**Text**
________________________________________

I don't think the main point is that college calculus is better than high school calculus (though sometimes this is true). I think the main point was that in the push to take calculus earlier and earlier, many students are not getting their foundational math as solid as they ought to be. In other words, more time needs to be spent on a deeper dive of algebra, geo, and trig in order to really do well at higher level math. Some students are ready for calc by 11th grade, but most are not but are being rushed into it. Students who are gifted at math can also benefit from diving deeper into topics rather than rushing to the next course, but that's not how most schools do things. My kid once remarked that the prealgebra course she took from art of problem solving was more challenging than the algebra II course she took at her school.
Anonymous
Anonymous wrote:
Anonymous wrote:
Anonymous wrote:
Anonymous wrote:
Anonymous wrote:I think we are wasting too much time arguing with one mom who wants to flex and start an irrelevant public vs private school debate.

My DD is transitioning from a MD public school to a private school in 9th. She is pretty math-oriented and does mathcounts, math club, etc. I know what a lot of her peers are up to at both private and public school, which appears to be similar.

________________________________________

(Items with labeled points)

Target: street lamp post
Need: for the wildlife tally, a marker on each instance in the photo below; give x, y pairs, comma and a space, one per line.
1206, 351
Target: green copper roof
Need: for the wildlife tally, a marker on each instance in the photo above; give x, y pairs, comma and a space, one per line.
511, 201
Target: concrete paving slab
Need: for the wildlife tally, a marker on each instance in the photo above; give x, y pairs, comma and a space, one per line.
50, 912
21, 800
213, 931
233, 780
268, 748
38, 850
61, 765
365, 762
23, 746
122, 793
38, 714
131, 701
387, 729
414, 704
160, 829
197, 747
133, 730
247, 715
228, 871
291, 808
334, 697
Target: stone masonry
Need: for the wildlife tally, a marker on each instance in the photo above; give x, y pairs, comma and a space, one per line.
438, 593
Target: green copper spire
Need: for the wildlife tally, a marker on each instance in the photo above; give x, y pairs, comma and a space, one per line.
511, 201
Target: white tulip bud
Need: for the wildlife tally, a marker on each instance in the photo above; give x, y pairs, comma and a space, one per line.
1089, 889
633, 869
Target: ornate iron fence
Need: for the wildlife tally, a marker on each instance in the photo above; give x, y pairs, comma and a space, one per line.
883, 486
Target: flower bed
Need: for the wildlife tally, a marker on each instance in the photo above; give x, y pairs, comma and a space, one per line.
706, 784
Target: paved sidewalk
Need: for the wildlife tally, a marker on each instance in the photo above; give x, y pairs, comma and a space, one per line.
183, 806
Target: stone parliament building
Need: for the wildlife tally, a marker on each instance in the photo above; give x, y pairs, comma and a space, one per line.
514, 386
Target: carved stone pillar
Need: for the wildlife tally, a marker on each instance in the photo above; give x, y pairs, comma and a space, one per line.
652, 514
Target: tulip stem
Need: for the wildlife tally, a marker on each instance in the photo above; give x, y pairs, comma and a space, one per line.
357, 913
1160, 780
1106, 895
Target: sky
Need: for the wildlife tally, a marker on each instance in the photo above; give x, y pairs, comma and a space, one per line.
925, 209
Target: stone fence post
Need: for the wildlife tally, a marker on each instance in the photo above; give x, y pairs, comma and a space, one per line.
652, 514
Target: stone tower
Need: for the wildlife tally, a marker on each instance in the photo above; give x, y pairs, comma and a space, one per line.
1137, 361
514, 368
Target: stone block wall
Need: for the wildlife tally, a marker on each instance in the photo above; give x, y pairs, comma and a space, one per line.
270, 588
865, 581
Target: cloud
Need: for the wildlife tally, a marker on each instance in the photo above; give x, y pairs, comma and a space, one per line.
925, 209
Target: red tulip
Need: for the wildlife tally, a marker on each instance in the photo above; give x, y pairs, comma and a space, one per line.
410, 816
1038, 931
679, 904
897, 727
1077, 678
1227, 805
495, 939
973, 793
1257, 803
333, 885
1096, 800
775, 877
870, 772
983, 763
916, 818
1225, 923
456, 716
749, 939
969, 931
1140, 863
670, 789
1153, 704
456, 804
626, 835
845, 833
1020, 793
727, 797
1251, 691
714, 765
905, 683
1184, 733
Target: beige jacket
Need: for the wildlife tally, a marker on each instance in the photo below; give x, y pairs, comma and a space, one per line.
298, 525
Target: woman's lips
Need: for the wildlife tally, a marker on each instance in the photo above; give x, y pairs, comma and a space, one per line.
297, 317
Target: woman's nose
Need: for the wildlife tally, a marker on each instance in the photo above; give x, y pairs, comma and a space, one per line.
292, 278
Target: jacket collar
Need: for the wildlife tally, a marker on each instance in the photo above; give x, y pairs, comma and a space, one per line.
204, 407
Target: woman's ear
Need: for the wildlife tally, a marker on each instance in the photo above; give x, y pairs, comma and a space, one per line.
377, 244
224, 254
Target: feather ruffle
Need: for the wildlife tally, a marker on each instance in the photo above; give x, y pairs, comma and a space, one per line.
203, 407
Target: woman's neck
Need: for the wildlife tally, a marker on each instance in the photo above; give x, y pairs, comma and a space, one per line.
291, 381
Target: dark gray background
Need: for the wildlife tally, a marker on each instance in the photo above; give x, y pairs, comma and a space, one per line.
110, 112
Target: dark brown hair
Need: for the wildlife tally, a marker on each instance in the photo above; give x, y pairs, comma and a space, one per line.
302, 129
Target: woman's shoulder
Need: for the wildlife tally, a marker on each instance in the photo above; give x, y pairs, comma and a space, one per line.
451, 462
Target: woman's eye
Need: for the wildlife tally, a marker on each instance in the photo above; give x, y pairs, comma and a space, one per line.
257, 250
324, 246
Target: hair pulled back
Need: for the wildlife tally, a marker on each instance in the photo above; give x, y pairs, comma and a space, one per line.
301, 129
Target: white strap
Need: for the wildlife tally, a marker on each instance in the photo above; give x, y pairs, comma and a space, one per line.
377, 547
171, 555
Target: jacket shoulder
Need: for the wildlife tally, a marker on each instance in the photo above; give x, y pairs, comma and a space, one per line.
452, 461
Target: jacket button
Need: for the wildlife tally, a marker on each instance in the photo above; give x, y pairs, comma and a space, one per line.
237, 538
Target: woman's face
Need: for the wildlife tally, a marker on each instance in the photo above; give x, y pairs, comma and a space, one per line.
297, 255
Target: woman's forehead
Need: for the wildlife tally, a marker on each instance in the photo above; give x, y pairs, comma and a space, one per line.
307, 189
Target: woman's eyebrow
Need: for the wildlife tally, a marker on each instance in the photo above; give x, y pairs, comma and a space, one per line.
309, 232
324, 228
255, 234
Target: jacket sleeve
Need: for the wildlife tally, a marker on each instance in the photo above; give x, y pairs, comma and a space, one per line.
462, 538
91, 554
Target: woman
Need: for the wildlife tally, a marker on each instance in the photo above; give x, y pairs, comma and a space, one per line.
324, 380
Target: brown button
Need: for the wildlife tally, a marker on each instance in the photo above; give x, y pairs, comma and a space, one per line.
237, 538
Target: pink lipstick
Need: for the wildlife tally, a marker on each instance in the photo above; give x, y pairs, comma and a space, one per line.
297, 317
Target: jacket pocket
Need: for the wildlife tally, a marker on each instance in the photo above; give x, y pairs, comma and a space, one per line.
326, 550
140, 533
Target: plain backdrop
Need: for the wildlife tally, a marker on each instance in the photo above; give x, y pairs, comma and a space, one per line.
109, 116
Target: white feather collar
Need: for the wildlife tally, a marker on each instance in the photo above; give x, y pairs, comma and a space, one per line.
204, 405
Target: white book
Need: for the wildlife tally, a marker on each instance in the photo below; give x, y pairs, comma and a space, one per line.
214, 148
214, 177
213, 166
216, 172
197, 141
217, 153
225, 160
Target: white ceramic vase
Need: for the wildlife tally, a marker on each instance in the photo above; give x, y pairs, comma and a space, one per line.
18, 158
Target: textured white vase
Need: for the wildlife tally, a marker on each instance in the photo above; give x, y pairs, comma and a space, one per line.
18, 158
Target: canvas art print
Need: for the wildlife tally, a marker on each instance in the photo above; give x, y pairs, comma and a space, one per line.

________________________________________

**Exercise description**
In the text on calculus, how did the writer's kid compare the prealgebra course from art of problem solving with her school's algebra II course?

**Task answer**
She said the prealgebra course was more challenging than the algebra II course at her school.